**Work instructions**
Can you repeat every line from the start of the rows through the line that contains "260), (423, 262)]]", requests included, with each pixel coordinate in the answer outlines multiplied by 1.8 and rounded to a whole number, halves rounding up? Leave the numbers in the requests and in their format samples unchanged.

**Recorded information**
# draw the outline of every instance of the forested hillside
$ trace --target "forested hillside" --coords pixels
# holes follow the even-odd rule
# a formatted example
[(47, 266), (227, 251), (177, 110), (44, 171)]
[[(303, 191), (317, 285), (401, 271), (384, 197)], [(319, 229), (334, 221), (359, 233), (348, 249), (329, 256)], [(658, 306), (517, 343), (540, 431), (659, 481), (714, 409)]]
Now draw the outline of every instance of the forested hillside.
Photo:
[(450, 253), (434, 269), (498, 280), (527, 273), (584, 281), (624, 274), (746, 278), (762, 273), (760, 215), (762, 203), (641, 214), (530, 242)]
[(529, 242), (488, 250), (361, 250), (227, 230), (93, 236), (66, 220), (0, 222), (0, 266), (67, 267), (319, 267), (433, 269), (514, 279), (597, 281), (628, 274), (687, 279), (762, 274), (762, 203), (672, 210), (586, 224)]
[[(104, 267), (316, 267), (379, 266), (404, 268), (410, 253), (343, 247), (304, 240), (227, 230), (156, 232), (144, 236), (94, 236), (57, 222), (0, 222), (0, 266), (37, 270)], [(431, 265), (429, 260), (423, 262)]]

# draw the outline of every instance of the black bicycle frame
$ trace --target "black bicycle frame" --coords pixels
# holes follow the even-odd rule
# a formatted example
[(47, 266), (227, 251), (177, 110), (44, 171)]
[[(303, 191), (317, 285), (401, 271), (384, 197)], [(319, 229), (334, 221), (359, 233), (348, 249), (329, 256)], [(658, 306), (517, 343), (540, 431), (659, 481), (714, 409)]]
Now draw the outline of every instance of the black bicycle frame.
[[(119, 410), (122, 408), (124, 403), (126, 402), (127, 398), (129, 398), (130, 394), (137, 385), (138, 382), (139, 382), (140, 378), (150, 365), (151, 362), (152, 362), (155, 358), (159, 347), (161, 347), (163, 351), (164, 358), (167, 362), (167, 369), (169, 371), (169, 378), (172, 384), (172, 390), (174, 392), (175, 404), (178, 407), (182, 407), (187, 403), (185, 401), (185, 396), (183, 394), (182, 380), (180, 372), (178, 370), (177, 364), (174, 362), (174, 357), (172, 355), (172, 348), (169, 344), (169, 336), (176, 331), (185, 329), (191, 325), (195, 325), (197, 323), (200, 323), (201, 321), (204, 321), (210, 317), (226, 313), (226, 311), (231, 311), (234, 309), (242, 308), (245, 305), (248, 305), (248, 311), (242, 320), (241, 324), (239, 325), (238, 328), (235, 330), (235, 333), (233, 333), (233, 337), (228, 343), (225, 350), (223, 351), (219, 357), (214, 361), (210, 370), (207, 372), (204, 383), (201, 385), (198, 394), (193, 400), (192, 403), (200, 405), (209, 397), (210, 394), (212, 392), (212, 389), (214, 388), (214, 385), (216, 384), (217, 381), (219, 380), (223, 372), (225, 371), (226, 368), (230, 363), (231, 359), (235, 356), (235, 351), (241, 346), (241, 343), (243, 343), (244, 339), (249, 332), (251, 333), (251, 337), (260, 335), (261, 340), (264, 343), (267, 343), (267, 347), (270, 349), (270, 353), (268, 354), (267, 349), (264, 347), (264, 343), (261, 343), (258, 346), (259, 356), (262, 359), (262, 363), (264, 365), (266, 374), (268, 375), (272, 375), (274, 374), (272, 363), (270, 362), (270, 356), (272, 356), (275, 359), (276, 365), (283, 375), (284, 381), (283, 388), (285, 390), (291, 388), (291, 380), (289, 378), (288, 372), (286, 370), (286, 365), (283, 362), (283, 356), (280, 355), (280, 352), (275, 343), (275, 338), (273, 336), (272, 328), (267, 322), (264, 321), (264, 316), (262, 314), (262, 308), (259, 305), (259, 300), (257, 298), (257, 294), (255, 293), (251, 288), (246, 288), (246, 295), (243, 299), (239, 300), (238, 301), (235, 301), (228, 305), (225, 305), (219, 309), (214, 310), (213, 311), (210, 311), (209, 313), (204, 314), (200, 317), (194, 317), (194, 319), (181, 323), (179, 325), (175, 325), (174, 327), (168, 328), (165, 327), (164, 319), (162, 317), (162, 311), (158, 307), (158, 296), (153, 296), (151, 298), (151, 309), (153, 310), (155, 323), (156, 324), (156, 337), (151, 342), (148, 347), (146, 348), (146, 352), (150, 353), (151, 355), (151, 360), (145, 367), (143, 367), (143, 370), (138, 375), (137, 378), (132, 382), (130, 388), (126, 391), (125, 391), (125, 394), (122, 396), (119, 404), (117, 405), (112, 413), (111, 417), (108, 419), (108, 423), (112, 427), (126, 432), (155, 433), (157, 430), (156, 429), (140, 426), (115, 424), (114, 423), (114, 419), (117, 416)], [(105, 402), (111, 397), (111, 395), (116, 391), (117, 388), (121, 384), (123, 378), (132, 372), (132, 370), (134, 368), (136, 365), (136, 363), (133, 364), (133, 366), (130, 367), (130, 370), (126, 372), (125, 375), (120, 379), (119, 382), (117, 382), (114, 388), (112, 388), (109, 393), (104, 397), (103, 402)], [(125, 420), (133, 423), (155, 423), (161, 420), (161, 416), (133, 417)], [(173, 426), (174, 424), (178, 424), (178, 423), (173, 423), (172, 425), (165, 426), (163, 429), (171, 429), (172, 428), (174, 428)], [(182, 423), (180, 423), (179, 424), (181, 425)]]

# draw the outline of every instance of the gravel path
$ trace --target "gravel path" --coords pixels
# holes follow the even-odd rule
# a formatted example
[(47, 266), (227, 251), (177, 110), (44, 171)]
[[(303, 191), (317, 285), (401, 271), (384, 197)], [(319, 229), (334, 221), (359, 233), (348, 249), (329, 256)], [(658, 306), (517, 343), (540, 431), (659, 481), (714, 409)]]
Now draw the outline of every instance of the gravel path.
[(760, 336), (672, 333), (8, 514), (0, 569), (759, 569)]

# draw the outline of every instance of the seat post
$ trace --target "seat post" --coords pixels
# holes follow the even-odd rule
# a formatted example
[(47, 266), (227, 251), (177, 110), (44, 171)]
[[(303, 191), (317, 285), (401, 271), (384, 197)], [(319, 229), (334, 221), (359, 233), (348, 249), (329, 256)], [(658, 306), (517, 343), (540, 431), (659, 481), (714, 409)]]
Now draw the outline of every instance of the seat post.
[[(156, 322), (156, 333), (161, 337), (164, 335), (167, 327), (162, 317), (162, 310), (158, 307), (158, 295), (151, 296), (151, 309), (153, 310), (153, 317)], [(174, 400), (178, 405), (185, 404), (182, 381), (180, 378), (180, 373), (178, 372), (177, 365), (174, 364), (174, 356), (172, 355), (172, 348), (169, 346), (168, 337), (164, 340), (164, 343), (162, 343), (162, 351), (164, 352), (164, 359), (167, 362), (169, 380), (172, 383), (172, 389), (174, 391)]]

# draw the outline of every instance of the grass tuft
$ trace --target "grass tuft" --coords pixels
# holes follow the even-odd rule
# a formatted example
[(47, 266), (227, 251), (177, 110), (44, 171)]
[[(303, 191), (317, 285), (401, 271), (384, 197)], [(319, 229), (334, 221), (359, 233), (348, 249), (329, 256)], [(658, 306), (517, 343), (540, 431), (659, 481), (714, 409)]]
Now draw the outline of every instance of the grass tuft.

**The answer**
# draw the outline of every instance of the forested hillside
$ trace --target "forested hillside" --coords pixels
# holes follow the even-odd rule
# a formatted example
[(47, 266), (227, 251), (177, 110), (44, 171)]
[[(303, 191), (317, 285), (401, 271), (384, 197)], [(319, 229), (334, 221), (359, 233), (348, 249), (329, 256)], [(658, 306), (517, 343), (540, 431), (659, 481), (714, 409)]]
Now draw the outline of every instance of the forested hillside.
Photo:
[(810, 455), (781, 484), (896, 504), (949, 491), (1051, 506), (1123, 493), (1343, 500), (1372, 491), (1368, 387), (1372, 365), (1154, 385), (954, 436)]
[(952, 436), (878, 450), (650, 450), (409, 414), (167, 425), (119, 396), (0, 400), (0, 479), (121, 481), (574, 481), (779, 484), (925, 502), (1075, 506), (1130, 493), (1237, 502), (1372, 493), (1372, 365), (1210, 378), (1055, 403)]
[[(187, 481), (569, 481), (682, 479), (727, 482), (738, 455), (617, 445), (547, 432), (409, 414), (281, 418), (259, 425), (169, 425), (103, 400), (0, 400), (0, 479), (67, 486)], [(776, 477), (772, 468), (761, 472)]]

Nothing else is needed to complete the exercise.